> _Given data_
>> START
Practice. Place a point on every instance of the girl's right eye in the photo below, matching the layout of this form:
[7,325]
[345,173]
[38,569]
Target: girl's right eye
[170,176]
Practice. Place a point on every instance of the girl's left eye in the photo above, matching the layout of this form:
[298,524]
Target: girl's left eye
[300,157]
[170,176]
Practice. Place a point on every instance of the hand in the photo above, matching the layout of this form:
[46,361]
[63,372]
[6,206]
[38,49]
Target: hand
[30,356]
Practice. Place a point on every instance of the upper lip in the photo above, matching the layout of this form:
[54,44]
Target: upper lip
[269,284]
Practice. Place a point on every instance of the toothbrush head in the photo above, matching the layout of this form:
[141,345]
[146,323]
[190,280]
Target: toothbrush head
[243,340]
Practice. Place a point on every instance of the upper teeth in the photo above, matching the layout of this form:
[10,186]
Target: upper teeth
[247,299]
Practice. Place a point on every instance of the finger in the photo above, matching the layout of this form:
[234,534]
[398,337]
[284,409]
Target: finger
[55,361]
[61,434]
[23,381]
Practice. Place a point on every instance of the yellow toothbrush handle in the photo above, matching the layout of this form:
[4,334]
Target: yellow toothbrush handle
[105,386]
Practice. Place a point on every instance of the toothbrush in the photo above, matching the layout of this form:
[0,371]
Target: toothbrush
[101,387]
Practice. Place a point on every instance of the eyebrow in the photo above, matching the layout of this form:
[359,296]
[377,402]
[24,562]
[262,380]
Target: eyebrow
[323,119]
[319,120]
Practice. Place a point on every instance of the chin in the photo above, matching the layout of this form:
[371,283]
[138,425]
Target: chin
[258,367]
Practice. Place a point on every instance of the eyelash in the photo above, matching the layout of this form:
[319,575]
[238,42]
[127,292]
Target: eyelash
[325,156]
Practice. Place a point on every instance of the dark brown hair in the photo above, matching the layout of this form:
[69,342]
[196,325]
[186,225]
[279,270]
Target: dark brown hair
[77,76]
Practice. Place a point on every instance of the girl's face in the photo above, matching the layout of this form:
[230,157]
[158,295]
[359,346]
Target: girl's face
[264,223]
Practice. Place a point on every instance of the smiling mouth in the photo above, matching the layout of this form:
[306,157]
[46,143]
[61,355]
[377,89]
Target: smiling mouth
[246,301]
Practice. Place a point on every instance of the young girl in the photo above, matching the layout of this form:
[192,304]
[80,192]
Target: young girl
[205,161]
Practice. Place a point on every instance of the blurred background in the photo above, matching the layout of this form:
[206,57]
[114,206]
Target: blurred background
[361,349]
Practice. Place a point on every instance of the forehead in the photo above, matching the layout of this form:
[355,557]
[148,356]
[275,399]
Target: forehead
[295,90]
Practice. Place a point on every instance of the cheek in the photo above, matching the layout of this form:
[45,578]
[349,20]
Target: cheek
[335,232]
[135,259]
>> END
>> START
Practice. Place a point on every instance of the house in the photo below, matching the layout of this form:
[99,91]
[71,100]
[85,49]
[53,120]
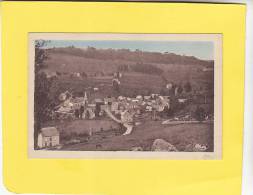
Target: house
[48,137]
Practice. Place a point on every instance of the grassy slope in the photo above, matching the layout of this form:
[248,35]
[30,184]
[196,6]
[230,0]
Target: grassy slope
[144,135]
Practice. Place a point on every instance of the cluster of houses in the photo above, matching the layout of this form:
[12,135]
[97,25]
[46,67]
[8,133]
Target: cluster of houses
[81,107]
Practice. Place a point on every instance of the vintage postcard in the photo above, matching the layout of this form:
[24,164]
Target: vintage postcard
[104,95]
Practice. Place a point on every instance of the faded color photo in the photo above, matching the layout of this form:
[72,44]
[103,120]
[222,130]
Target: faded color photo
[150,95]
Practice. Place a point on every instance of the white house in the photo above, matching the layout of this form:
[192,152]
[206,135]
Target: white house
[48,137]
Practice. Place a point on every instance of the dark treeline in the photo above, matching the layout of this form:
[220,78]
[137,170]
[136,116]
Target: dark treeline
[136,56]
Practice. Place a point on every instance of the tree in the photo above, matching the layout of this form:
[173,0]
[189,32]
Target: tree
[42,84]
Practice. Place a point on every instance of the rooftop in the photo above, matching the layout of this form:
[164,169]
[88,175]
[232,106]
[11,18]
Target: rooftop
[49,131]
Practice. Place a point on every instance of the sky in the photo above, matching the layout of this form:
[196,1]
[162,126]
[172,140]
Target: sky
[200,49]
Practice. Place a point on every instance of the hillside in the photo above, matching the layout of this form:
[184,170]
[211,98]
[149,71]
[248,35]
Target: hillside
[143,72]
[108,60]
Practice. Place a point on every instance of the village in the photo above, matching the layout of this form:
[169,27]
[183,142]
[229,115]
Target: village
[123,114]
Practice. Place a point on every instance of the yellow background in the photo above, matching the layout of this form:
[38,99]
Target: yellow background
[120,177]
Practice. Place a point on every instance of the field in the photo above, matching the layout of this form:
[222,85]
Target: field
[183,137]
>> END
>> START
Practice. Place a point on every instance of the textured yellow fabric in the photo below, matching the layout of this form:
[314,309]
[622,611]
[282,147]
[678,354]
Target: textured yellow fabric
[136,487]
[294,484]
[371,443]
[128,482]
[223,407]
>> END
> _Required task_
Please gather every line from the entries above that contains the string "field", and copy each of those lines in full.

> _Result below_
Practice. Place a point on every instance of the field in the photo above, matching the layout of this form:
Target: field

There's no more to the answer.